● Exercise
If a line of the records contains the word "congestion", list it.

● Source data
[Start of Attachment]
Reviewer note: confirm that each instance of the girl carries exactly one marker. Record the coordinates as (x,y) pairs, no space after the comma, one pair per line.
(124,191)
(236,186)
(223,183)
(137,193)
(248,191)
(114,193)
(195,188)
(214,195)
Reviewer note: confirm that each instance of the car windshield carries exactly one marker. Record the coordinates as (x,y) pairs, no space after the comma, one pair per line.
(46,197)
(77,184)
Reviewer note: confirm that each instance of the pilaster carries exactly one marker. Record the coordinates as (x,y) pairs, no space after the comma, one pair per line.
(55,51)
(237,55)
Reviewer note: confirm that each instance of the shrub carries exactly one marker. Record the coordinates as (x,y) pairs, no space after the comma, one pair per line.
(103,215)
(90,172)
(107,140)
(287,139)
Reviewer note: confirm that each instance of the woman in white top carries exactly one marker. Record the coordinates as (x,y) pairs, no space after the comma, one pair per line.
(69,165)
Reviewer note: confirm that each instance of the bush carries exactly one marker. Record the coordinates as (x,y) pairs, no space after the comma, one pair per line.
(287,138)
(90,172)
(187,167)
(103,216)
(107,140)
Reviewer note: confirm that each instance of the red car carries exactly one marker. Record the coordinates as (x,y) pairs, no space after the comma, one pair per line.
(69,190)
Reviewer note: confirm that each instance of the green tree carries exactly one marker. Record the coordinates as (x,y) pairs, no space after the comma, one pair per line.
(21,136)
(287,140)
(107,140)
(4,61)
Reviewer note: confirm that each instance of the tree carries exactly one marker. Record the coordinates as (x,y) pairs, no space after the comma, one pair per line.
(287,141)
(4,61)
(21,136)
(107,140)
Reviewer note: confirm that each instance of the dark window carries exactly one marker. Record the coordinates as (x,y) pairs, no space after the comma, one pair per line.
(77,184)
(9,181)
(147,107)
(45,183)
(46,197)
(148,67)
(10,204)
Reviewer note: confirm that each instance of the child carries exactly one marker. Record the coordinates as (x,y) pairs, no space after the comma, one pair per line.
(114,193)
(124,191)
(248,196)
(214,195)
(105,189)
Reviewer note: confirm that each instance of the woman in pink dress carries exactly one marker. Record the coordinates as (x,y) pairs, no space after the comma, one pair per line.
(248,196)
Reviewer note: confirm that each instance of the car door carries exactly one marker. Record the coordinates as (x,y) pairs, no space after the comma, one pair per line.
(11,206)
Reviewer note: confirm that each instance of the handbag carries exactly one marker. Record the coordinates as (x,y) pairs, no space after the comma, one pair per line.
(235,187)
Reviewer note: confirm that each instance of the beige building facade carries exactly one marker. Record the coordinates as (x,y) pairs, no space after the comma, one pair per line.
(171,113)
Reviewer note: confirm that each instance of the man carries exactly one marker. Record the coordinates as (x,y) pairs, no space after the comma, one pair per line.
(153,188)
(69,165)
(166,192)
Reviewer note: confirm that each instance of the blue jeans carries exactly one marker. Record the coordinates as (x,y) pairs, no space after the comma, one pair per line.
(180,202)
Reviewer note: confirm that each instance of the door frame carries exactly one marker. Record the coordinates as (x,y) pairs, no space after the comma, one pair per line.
[End of Attachment]
[Start of Attachment]
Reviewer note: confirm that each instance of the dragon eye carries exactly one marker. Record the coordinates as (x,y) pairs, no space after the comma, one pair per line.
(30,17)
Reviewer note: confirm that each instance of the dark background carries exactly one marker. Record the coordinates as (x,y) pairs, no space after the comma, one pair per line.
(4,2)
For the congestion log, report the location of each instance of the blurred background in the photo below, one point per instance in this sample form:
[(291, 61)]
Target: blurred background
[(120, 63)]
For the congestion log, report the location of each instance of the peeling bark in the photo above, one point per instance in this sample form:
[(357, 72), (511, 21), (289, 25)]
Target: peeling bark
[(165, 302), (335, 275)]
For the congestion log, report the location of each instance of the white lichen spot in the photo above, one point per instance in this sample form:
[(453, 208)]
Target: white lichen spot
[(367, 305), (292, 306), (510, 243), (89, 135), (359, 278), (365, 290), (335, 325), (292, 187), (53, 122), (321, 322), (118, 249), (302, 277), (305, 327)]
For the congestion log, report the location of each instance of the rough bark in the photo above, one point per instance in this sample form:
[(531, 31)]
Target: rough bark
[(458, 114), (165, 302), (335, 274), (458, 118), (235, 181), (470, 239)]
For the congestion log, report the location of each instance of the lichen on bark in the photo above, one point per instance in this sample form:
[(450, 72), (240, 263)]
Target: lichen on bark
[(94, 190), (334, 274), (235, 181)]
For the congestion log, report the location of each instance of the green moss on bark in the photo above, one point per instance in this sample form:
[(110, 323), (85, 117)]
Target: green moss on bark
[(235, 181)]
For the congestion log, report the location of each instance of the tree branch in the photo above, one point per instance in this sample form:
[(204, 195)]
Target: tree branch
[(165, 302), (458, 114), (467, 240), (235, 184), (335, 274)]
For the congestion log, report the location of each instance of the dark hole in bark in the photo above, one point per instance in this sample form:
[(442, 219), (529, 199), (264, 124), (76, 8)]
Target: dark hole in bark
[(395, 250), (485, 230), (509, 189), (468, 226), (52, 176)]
[End of Attachment]
● Answer for the task
For the congestion log, report the location of each instance of the blurred background in the photo below, one point per instance in this sample form:
For the congestion log, report the location of each instance of the peeling bark in the photo above, one point per instance in this sample form:
For the congestion log, report the location of each instance of the white lichen spot in the photo above, one point per instance in this sample form:
For the congestion log, report the location of each instance of the rough bark in the photo above, one point per instance in this sample form:
For the congestion log, report the location of each instance of the lichen on bark in the photo above, one point per instance in this sample form:
For the congestion log, report the location of each instance of the green moss on bark in the photo above, one point per instance in this sample form:
For the congestion log, report the location of each instance of the tree branch in the photo above, one point per instance in this sample form:
For the congestion log, report the location of each instance of the dark hole in bark in the photo above, one point per instance in this sample form:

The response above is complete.